### Task directions
Pull out every line of the records that contains the word "windshield", and copy each such line in full. Treat the match as case-sensitive.

:::

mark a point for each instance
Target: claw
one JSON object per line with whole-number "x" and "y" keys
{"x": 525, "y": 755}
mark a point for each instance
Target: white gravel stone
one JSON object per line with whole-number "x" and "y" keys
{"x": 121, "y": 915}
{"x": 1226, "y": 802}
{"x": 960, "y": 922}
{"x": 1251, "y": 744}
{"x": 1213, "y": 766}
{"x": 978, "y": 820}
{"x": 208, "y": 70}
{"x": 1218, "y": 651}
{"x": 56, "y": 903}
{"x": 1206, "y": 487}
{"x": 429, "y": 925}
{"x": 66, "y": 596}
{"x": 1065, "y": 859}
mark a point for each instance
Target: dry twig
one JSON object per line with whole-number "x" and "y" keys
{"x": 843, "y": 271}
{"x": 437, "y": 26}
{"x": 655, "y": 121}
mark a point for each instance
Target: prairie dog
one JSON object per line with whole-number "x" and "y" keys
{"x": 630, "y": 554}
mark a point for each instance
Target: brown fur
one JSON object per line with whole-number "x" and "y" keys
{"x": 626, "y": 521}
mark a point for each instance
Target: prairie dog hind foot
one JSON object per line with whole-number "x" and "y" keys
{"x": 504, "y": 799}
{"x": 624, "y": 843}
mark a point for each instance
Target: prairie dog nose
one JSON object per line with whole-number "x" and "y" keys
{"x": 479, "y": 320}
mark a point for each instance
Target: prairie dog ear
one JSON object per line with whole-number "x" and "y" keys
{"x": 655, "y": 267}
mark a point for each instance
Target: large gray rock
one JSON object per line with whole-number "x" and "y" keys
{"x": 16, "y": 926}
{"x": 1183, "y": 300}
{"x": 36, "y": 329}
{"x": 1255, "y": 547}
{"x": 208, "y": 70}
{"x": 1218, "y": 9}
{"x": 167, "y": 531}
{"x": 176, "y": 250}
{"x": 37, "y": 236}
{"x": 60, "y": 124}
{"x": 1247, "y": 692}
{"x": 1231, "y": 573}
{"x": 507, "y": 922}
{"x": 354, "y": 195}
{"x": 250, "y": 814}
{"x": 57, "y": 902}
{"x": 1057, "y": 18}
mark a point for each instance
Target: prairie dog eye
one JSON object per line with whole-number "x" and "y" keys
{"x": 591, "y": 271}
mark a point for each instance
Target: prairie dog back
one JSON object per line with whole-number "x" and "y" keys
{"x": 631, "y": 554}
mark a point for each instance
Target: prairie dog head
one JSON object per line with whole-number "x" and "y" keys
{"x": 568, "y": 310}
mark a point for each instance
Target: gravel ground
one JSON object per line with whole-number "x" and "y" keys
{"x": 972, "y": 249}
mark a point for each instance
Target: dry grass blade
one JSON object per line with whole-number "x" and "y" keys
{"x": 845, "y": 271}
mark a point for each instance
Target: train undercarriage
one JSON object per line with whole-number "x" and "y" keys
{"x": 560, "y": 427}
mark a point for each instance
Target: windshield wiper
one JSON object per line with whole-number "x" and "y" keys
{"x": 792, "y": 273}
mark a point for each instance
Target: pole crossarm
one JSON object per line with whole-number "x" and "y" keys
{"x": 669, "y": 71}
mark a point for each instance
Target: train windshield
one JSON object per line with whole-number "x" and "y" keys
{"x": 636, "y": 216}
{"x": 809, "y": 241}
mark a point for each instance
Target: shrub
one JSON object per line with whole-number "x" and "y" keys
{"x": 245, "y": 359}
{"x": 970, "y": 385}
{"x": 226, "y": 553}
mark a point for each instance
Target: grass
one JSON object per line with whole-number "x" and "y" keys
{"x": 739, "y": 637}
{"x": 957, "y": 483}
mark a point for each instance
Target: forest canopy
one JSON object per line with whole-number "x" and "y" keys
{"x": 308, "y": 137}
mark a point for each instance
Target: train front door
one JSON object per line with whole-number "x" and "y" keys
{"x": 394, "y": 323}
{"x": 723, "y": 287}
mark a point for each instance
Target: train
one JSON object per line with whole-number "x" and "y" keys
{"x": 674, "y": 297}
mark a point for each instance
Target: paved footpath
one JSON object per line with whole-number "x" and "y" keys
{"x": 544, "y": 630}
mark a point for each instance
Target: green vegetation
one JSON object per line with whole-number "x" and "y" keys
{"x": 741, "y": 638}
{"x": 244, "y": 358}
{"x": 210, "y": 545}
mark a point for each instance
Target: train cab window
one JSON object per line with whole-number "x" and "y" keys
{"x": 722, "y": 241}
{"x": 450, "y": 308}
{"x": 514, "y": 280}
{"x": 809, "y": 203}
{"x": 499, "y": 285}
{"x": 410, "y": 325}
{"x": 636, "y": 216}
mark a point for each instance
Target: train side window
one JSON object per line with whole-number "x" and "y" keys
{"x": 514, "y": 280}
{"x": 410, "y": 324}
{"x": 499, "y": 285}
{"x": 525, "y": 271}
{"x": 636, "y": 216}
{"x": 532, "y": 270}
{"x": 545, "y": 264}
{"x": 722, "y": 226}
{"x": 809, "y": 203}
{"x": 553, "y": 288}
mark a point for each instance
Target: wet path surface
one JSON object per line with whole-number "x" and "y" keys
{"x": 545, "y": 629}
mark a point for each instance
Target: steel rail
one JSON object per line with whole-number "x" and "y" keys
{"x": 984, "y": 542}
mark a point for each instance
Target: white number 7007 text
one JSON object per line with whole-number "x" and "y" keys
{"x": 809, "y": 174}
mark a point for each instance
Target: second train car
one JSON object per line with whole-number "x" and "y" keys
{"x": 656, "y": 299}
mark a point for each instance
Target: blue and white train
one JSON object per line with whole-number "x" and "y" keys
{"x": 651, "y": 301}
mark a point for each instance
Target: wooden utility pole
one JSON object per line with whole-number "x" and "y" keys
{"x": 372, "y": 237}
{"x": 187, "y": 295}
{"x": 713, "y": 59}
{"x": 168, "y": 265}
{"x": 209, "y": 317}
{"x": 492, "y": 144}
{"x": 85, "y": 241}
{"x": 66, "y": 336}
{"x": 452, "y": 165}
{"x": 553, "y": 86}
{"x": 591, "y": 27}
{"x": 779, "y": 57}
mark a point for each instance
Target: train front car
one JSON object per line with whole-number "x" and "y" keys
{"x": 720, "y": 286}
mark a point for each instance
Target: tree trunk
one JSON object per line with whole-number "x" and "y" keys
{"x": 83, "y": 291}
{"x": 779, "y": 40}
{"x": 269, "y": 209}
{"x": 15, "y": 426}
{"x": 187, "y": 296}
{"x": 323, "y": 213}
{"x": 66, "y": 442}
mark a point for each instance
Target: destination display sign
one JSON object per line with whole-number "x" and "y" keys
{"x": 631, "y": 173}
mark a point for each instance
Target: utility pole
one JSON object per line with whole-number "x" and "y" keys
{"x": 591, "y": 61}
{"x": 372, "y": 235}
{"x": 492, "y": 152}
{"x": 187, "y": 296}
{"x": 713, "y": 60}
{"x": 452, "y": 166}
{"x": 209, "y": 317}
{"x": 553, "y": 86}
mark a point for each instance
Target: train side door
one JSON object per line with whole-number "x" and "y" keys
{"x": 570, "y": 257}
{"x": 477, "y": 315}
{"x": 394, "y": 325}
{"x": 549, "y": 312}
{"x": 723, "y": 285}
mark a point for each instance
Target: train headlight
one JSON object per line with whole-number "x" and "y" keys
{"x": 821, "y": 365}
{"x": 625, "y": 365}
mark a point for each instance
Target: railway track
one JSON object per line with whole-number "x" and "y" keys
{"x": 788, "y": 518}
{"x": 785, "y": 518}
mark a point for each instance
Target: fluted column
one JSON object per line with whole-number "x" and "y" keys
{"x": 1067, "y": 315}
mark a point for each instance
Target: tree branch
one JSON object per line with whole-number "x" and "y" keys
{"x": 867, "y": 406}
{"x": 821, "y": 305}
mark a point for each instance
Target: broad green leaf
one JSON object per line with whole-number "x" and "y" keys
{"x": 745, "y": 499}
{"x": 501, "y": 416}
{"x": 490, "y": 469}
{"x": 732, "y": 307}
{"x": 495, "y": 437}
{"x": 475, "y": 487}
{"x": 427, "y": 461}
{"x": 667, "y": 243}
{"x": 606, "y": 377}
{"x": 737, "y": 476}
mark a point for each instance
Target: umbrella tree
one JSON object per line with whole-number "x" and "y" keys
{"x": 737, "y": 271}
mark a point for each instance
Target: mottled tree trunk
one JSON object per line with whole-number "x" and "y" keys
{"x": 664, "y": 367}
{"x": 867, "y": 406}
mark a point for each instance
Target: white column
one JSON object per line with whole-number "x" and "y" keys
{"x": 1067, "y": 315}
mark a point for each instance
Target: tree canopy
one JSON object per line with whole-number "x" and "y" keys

:::

### Answer to this task
Target: windshield wiper
Target: train windshield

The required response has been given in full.